Rewrite the records below, putting "Object to locate" wherever "What to find" occurs and keeping everything else unchanged.

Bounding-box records
'''
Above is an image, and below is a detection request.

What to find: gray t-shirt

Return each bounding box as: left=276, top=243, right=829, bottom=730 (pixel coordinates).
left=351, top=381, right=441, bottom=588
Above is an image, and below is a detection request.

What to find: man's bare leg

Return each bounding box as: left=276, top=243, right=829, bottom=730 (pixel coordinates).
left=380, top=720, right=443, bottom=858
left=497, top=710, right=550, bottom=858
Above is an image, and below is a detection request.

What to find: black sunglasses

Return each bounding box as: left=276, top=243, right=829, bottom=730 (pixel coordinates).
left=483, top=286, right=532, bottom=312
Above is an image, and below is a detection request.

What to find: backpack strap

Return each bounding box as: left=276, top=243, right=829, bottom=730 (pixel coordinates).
'''
The answer
Above is an image, and below is a detection request.

Object to locate: gray t-shirt

Return each bounding box as: left=276, top=243, right=829, bottom=730 (pixel coordinates).
left=351, top=381, right=441, bottom=588
Above is an image, and below is a detection request.

Object to locate: man's bare leg

Return each bounding box as: left=276, top=243, right=829, bottom=730 (pixel coordinates).
left=380, top=720, right=443, bottom=858
left=497, top=710, right=550, bottom=858
Above is an image, and below is a detection request.

Object to locate: black sunglasses

Return each bounding box as: left=276, top=243, right=829, bottom=730 (pixel coordinates).
left=483, top=286, right=532, bottom=312
Above is an image, and below is a detection request.

Object to locate: backpack strap

Return each bounding box as: left=276, top=243, right=829, bottom=730 (pixel coordinates).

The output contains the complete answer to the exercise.